Given request a: Can you turn the records, everything from the line containing "target: badger's nose" down to the last line of the records (both ends included), into a numbered list with blank lines left out?

Selection:
## begin

Another area seniors’ connected solutions will reach will be wellness and fitness. That takes us back to the Apple Watch, as well as diet and weight-loss tools, other fitness-tracking devices, and sleep, meditation, pain management, brain health, and hearing monitors. The survey showed that 64 percent of seniors are ready to enter that market, while 61 percent are willing to look into it in order to remain independent.

And, of course, you have to factor in the younger caregivers. They can help encourage the seniors into more connected solutions. Twenty five percent of them are the sole decision-makers for a senior.

The Realities of this Study

While seniors are saying they are willing to consider connected solutions, three-quarters of them say they will need help to make that transition, and about the same number of seniors believe the technology will be too expensive. Additionally, they’re not altogether trusting of technology.

## end

Given request b: In the text on seniors and connected technology, why does it say younger caregivers have to be factored in?

Records for processing:
## begin

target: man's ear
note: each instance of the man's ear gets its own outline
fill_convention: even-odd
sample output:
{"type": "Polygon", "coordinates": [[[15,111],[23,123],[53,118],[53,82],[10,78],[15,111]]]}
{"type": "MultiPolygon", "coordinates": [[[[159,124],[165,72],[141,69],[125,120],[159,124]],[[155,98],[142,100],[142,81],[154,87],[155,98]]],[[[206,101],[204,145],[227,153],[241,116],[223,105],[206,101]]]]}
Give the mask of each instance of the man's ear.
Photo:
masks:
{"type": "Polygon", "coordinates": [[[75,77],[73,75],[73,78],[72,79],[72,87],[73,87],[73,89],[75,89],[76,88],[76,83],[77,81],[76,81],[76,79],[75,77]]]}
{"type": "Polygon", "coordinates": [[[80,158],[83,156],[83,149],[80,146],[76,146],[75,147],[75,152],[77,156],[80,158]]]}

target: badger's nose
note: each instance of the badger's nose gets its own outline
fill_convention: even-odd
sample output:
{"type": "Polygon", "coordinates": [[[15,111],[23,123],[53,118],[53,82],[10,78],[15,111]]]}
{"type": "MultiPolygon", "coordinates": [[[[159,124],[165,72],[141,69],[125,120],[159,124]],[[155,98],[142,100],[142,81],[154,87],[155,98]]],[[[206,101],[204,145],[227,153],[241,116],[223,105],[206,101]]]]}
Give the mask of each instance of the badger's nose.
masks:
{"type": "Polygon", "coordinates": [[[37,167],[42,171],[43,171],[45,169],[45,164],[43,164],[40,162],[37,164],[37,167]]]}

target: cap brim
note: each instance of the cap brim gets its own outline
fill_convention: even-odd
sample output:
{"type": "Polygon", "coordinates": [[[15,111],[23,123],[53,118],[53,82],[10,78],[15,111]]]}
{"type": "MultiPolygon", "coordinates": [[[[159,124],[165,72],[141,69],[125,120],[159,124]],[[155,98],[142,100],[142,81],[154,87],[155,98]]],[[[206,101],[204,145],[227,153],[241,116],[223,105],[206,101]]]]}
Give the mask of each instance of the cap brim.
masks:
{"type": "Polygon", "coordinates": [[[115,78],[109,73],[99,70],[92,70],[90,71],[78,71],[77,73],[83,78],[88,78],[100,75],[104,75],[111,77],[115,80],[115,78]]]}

## end

Task output a:
1. target: badger's nose
2. note: each instance of the badger's nose gets its own outline
3. fill_convention: even-odd
4. sample output:
5. {"type": "Polygon", "coordinates": [[[15,111],[23,123],[53,118],[53,82],[10,78],[15,111]]]}
6. {"type": "MultiPolygon", "coordinates": [[[[159,124],[165,72],[141,69],[125,120],[159,124]],[[155,98],[142,100],[142,81],[154,87],[155,98]]],[[[206,101],[204,145],[227,153],[241,116],[223,105],[206,101]]]]}
7. Give the mask of each instance of the badger's nose.
8. masks:
9. {"type": "Polygon", "coordinates": [[[37,167],[42,171],[43,171],[45,169],[45,164],[43,164],[40,162],[37,164],[37,167]]]}
10. target: cap brim
11. note: each instance of the cap brim gets its own outline
12. fill_convention: even-odd
13. sample output:
14. {"type": "Polygon", "coordinates": [[[15,111],[23,123],[53,118],[53,82],[10,78],[15,111]]]}
15. {"type": "MultiPolygon", "coordinates": [[[[159,124],[165,72],[141,69],[125,120],[159,124]],[[155,98],[142,100],[142,81],[154,87],[155,98]]],[[[206,101],[204,145],[227,153],[241,116],[223,105],[206,101]]]]}
16. Give the mask of each instance of the cap brim.
17. masks:
18. {"type": "Polygon", "coordinates": [[[115,78],[109,73],[99,70],[92,70],[90,71],[78,71],[77,73],[83,78],[88,78],[100,75],[104,75],[111,77],[115,80],[115,78]]]}

Task output b: They can help encourage seniors to adopt more connected solutions. The text also notes that twenty-five percent of them are the sole decision-makers for a senior.